THE PROBLEM:
Carry over every entry exactly as it appears in the records.

DATA TO EXAMINE:
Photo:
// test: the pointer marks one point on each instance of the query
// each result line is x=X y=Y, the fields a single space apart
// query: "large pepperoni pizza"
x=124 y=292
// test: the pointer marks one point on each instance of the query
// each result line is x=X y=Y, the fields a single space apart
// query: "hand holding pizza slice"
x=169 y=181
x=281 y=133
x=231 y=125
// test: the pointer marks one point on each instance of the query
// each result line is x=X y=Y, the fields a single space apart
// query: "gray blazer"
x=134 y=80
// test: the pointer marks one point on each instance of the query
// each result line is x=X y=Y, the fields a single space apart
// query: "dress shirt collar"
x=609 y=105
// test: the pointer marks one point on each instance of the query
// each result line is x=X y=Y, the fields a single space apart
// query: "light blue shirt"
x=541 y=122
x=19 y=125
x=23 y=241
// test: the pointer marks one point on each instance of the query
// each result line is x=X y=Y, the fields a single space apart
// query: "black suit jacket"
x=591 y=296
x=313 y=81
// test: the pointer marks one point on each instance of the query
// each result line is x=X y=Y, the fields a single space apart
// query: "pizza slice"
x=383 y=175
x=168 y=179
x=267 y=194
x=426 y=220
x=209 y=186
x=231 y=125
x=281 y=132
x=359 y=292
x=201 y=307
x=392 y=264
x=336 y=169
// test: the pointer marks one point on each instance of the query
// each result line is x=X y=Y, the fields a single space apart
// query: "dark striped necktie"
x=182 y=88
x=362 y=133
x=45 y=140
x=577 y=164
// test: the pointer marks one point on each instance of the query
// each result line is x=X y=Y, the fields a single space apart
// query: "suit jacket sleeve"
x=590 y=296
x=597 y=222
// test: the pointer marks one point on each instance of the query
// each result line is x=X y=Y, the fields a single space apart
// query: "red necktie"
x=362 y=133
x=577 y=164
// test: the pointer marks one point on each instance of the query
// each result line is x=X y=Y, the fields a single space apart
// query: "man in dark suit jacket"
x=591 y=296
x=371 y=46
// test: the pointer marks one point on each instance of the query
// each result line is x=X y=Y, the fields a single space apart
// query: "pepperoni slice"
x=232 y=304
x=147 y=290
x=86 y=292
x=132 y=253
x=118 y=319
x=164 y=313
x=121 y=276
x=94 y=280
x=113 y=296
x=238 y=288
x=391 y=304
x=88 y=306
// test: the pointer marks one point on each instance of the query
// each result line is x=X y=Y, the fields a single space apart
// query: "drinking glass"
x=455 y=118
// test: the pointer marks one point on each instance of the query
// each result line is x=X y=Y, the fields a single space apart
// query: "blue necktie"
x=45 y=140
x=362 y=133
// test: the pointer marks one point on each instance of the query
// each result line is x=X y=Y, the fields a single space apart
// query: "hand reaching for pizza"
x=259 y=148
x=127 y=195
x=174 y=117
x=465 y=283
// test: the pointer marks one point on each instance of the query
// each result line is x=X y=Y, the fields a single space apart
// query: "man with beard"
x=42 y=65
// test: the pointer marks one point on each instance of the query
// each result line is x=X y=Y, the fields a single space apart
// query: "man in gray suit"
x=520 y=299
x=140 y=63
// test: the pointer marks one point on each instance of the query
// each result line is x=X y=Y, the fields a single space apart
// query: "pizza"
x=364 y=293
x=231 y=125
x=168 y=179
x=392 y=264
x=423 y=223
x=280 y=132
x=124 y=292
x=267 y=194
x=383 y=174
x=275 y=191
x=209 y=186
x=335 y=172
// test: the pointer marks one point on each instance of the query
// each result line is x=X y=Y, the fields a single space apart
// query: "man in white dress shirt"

FINISHED TASK:
Photo:
// test: the pointer marks one point on each instance of the query
// each result line is x=X y=Y, the fields a single space apart
// query: "large pepperoni pizza"
x=124 y=292
// test: the pointer marks one point on each instance of the query
// each result line is x=X y=Y, the fields a single space apart
// query: "hand holding pizza slice"
x=169 y=181
x=281 y=133
x=231 y=125
// test: the pointer marks one point on each instance of the query
// each result line is x=X y=Y, the fields a single space apart
// query: "gray blazer"
x=134 y=80
// test: the pointer marks one point on each instance of the query
// each result line is x=X y=Y, the fields a single space apart
// query: "dress shirt collar"
x=609 y=105
// test: the pointer marks one point on each instance of the query
// each result line is x=X y=Y, the fields a single space apart
// query: "light blue shirt"
x=541 y=122
x=19 y=125
x=23 y=241
// test: the pointer marks one point on each instance of the query
// each result line is x=X y=Y, the fields a single space apart
// query: "black suit jacket"
x=591 y=296
x=313 y=81
// test: the pointer marks one point on each instance of the query
// each result line is x=X y=Y, the fields a single space apart
// query: "pizza slice"
x=383 y=175
x=168 y=179
x=267 y=194
x=426 y=220
x=209 y=186
x=231 y=125
x=281 y=132
x=359 y=292
x=201 y=307
x=392 y=264
x=336 y=169
// test: the pointer marks one point on each instance of the query
// each result line is x=X y=Y, the fields a single space apart
// query: "dark striped necktie"
x=182 y=88
x=362 y=133
x=45 y=140
x=577 y=164
// test: the pointer marks one point on each instance of the query
// each result line is x=X y=Y, the fields a single space apart
// query: "suit jacket sleeve"
x=590 y=296
x=597 y=222
// test: the pointer marks one point on each instance of the query
// each result line is x=X y=Y, the fields a single space apart
// query: "red necktie"
x=362 y=133
x=577 y=164
// test: the pointer marks one point on each instance of the query
// each result line is x=X y=Y, the fields a single space apart
// query: "man in dark suit jacket"
x=591 y=296
x=371 y=46
// test: the pointer marks one point on each instance of the query
// each result line is x=X y=Y, the fields a single space apart
// query: "pepperoni slice"
x=232 y=304
x=147 y=290
x=86 y=292
x=132 y=253
x=118 y=319
x=164 y=313
x=121 y=276
x=94 y=280
x=113 y=296
x=238 y=288
x=391 y=304
x=88 y=306
// test: the pointer marks one point on each instance of the query
// each result line is x=X y=Y, the fields a single space apart
// query: "drinking glass"
x=455 y=118
// test: the pointer marks one point on each instance of the query
// each result line is x=X y=Y, the fields a single space apart
// query: "blue necktie"
x=45 y=140
x=362 y=133
// test: the pointer marks one point on each instance of the query
// each result line is x=X y=Y, the fields a single space apart
// query: "hand reaching for pizza"
x=259 y=148
x=127 y=195
x=174 y=117
x=465 y=283
// test: the pointer marks one point on each instance of the query
// each result line is x=X y=Y, the fields a single space apart
// query: "man with beard"
x=42 y=65
// test: the pointer marks one point on each instance of the query
// each result line is x=X y=Y, the fields a single space apart
// query: "man in gray suit"
x=520 y=299
x=140 y=63
// test: the pointer marks one point on each instance of the query
// each result line is x=X y=Y, the fields a single space apart
// query: "pizza"
x=364 y=293
x=231 y=125
x=168 y=179
x=392 y=264
x=423 y=223
x=280 y=132
x=124 y=292
x=267 y=194
x=383 y=174
x=275 y=191
x=209 y=186
x=335 y=172
// test: the pointer marks one point on each instance of the query
// each result line is x=X y=Y, the fields a single space apart
// query: "man in white dress shirt"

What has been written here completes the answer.